**PASSAGE**
____________________
Tag Archives: journal club

Journal Club: The complexity of Binding

Molecular recognition is the mechanism by which two or more molecules come together to form a specific complex. But how do molecules recognise and interact with each other?

In the TIBS Opinion article by Ruth Nussinov group, an extended conformational selection model is described. This model includes the classical lock-and-key, induced fit, conformational selection mechanisms and their combination.

The general concept of equilibrium shift of the ensemble was proposed nearly 15 years ago, or perharps earlier. The basic idea is that proteins in solution pre-exist in a number of conformational substates, including those with binding sites complementary to a ligand. The distribution of the substates can be visualised as free energy landscape (see figure above), which helps in understanding the dynamic nature of the conformational equilibrium.

This equilibrium is not static, it is sensitive to the environment and many other factors. An equilibrium shift can be achieved by (a) sequence modifications of special protein regions termed protein segments, (b) post-translational modifications of a protein, (c) ligand binding, etc.

So why are these concepts discussed and published again?

While the theory is straight-forward, proving conformational selection is hard and it is even harder to quantify it computationally. Experimental techniques such Nuclear Magnetic Resonance (NMR), single molecule studies (e.g. protein yoga), targeted mutagenesis and its effect on the energy landscape, plus molecular dynamics (MD) simulations have been helping to conceptualise conformational transitions. Meanwhile, there is still a long way to go before a full understanding of atomic scale pathways is achieved.

Journal club: Principles for designing ideal protein structures

The goal of protein design is to generate a sequence that assumes  a certain structure and/or performs a specific function. A recent paper in Nature has attempted to design sequences for each of five naturally occurring protein folds. The success rate ranges from 10-40%.
____________________
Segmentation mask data
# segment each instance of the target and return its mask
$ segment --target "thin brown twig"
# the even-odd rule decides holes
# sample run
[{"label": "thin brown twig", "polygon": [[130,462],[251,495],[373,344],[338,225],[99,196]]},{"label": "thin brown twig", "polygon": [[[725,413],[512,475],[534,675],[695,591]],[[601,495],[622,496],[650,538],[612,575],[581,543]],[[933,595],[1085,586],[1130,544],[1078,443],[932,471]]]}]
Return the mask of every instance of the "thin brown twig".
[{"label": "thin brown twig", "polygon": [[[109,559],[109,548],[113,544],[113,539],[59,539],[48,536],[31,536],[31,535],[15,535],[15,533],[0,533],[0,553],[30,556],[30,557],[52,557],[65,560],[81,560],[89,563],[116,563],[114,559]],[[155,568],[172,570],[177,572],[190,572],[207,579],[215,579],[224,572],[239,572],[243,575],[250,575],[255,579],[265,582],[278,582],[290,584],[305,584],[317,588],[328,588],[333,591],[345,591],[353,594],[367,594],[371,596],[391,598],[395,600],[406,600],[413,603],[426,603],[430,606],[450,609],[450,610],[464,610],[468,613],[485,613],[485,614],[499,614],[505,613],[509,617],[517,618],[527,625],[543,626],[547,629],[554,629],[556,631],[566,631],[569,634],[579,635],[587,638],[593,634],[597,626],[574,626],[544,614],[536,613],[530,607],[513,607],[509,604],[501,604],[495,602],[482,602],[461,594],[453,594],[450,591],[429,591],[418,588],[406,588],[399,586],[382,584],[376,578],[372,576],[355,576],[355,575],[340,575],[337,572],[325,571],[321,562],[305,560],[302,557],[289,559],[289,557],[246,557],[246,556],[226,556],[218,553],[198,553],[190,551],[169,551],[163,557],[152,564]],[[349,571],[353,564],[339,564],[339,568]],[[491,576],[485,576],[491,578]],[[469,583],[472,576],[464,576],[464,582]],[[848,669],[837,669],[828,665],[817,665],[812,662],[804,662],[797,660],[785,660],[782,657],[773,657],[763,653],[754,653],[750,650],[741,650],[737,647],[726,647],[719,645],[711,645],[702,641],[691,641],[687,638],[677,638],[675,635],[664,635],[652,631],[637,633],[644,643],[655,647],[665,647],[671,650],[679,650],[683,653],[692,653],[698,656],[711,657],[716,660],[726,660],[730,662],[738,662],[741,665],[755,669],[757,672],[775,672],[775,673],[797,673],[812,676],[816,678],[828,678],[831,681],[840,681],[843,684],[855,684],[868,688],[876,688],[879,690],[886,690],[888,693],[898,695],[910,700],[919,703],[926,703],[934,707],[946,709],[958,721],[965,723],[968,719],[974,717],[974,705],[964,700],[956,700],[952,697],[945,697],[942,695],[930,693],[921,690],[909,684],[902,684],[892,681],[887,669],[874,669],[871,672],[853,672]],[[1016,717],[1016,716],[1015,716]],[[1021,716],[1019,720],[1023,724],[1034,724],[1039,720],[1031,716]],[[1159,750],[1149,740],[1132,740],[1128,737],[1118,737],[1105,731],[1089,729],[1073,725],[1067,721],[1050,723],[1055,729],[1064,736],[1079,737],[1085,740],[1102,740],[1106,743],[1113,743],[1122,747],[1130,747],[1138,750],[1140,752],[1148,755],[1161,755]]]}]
____________________
**ASSIGNMENT 1**
Answer these questions about the journal club page:
(a) Whose group wrote the TIBS Opinion article?
(b) What three means of achieving an equilibrium shift are listed?
(c) What range of success rates is given for the designed sequences?
**ASSIGNMENT 2**
Carry on the journal club page about protein design, starting right after its final sentence.

**FINAL ANSWER 1**
(a) Ruth Nussinov's group.
(b) Sequence modifications of special protein regions termed protein segments, post-translational modifications of a protein, and ligand binding.
(c) 10-40%.

**FINAL ANSWER 2**
This recent work comes from the Baker group, who are best known for Rosetta and have made several previous steps in this direction. In a 2003 paper this group stripped several naturally occurring proteins down to the backbone, and then generated sequences whose side-chains were consistent with these backbone structures. The sequences were expressed and found to fold into proteins, but the structure of these proteins remained undetermined. Later that same year the group designed a protein, Top7, with a novel fold and confirmed that its structure closely matched that of the design (RMSD of 1.2A).

The proteins designed in these three pieces of work (the current paper and the two papers from 2003) all tend to be more stable than naturally occurring proteins. This increased stability may explain why, as with the earlier Top7, the final structures in the current work closely match the design (RMSD 1 or 2A), despite ab initio structure prediction rarely being this accurate. These structures are designed to sit in a deep potential well in the Rosetta energy function, whereas natural proteins presumably have more complicated energy landscapes that allow for conformational changes and easy degradation. Designing a protein with two or more conformations is a challenge for the future.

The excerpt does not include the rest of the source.